[Entries taken from a collection]
BEGIN

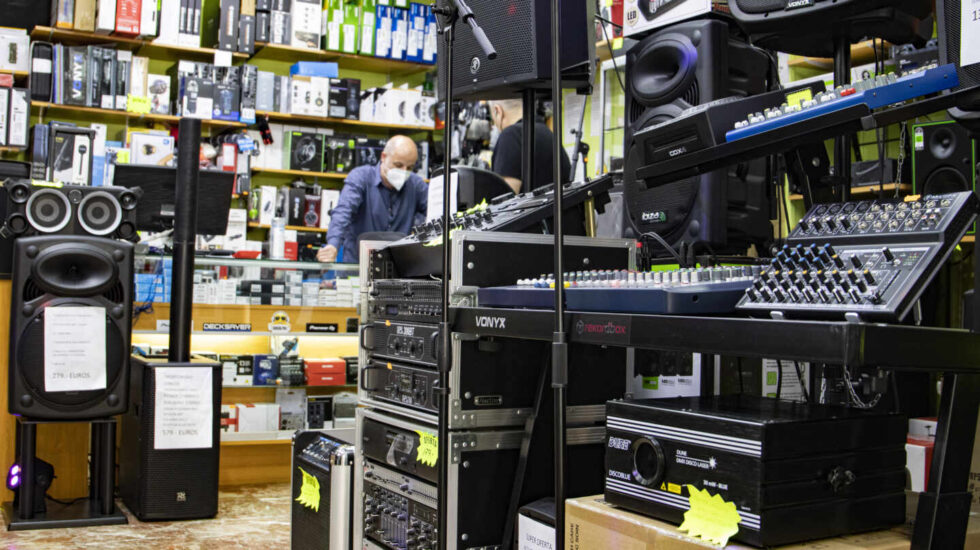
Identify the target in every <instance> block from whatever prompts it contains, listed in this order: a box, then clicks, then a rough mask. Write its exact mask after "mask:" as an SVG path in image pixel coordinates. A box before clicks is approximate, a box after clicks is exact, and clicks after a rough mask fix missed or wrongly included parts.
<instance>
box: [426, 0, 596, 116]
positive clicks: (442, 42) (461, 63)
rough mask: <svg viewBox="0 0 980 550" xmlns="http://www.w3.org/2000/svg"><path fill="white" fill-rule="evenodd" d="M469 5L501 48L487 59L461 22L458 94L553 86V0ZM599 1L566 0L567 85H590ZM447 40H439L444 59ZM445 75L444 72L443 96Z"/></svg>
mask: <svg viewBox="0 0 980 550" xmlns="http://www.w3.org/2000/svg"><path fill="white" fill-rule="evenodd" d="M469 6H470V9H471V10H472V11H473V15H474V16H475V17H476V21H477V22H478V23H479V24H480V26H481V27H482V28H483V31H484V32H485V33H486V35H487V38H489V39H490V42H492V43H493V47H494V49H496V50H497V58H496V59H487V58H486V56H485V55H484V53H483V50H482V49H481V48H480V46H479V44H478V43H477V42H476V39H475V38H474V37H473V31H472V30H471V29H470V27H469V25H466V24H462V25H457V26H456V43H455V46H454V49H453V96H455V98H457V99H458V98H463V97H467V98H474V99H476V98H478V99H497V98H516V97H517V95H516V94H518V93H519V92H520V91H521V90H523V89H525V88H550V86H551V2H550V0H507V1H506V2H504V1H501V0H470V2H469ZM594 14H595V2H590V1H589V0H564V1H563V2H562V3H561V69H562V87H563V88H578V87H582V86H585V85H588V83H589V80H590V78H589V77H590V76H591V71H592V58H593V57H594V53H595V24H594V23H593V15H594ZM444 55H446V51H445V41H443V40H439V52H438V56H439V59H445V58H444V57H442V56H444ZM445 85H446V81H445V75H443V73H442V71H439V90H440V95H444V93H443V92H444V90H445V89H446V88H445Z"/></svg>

END
BEGIN

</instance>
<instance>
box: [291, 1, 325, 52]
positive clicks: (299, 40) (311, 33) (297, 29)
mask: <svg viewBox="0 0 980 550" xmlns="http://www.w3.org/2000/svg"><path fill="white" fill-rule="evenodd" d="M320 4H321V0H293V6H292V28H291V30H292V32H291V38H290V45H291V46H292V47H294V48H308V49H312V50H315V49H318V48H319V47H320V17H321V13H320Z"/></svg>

END

PROBLEM TO SOLVE:
Reproduce the listing lines verbatim, starting at the line that contains "Identify the target" and ending after the line that contains "rough mask: <svg".

YOUR RESPONSE:
Identify the target in every <instance> block from whatever prompts it contains, listed in this order: a box, then clicks, then a rough mask. Write its exact mask after "mask:" as an SVG path in image pixel coordinates. A box before clicks is approximate, a box after clicks is exact, and clicks after a rough mask fix missed or wrongly included parts.
<instance>
box: [426, 0, 596, 116]
positive clicks: (442, 42) (461, 63)
rough mask: <svg viewBox="0 0 980 550" xmlns="http://www.w3.org/2000/svg"><path fill="white" fill-rule="evenodd" d="M469 5L501 48L487 59L461 22L458 94L553 86V0ZM599 1L566 0L567 85H590ZM447 40H439L444 59ZM445 75L444 72L443 96Z"/></svg>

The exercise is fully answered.